TEXT PASSAGE:
The Head and the Heart
Slávek Horák’s Home Care (Domácí péče, 2015)
Vol. 55 (July 2015) by Colette de CastroA competition film at the Karlovy Vary International Film Festival, Home Care is a debut feature from young director Slávek Horák. Vlasta (played beautifully by Alena Mihulová) is a dedicated home care nurse who treks around the Moravian countryside come rain or come shine to tend to her grumbling patients’ erratic needs. Her husband (Bolek Polivka) is a rugged hillbilly-type who doesn’t express his feelings much, and their daughter only visits them rarely. Vlasta and her husband have a seemingly commonplace life, despite sporadic references to alcoholism and their slightly eccentric ways of expounding on their daughter’s sex life. Yet all this is suddenly shaken when Vlasta is diagnosed with advanced cancer and is given around six months to live.
Vlasta turns to the daughter of an elderly patient who is interested in self-healing and alternative medicine. Grappling for a way out of her sickness, Vlasta latches onto both her daughter and the guru in what becomes a surprisingly lighthearted rendition of a terminal illness story. The guru tells Vlasta, this wearied nurse, about her soul, and encourages her to nourish it as much as she can. This emphasis on the soul creates a duality between Vlasta’s two selves, the one who longs to be appreciated for her hard work as a nurse, and the dutiful wife and mother who represses her true self. Thus her husband comes to represent her body and the harsh reality of the body’s demise. Although their alcoholism is played down in the film, we learn that it is ultimately the cause of her cancer. In an amusing exchange when the doctor at the hospital asks her if she drinks alcohol, she simply replies “No, I prefer wine”.

PROBLEM DETAILS: Copy out the part of the review between "Vol. 55 (July" and "months to live.", inclusive. Work only from the review as given.

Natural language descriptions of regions
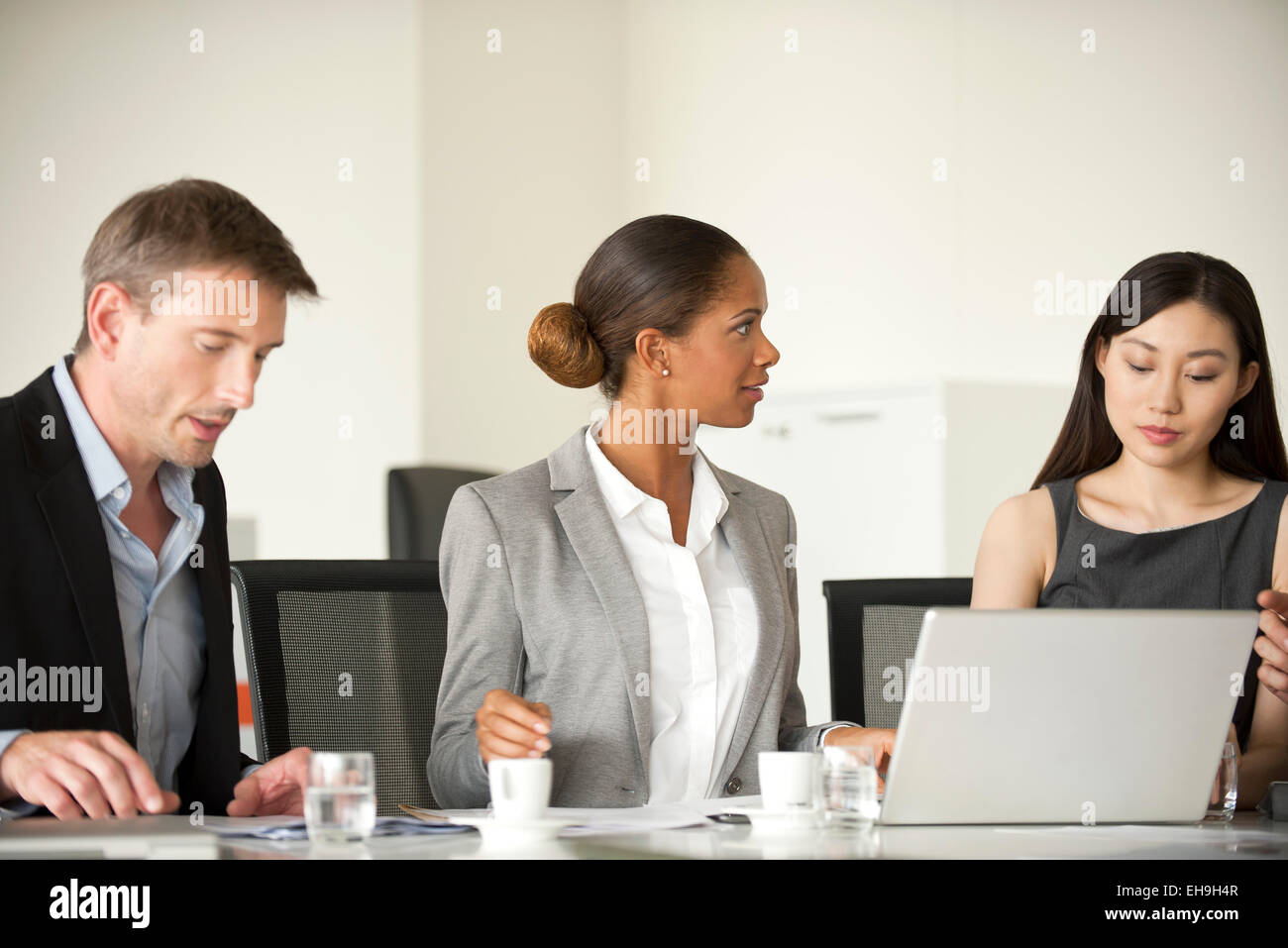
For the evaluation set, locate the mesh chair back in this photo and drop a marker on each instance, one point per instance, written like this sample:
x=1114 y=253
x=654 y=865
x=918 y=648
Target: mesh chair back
x=417 y=506
x=347 y=656
x=872 y=625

WRITTEN RESPONSE:
Vol. 55 (July 2015) by Colette de CastroA competition film at the Karlovy Vary International Film Festival, Home Care is a debut feature from young director Slávek Horák. Vlasta (played beautifully by Alena Mihulová) is a dedicated home care nurse who treks around the Moravian countryside come rain or come shine to tend to her grumbling patients’ erratic needs. Her husband (Bolek Polivka) is a rugged hillbilly-type who doesn’t express his feelings much, and their daughter only visits them rarely. Vlasta and her husband have a seemingly commonplace life, despite sporadic references to alcoholism and their slightly eccentric ways of expounding on their daughter’s sex life. Yet all this is suddenly shaken when Vlasta is diagnosed with advanced cancer and is given around six months to live.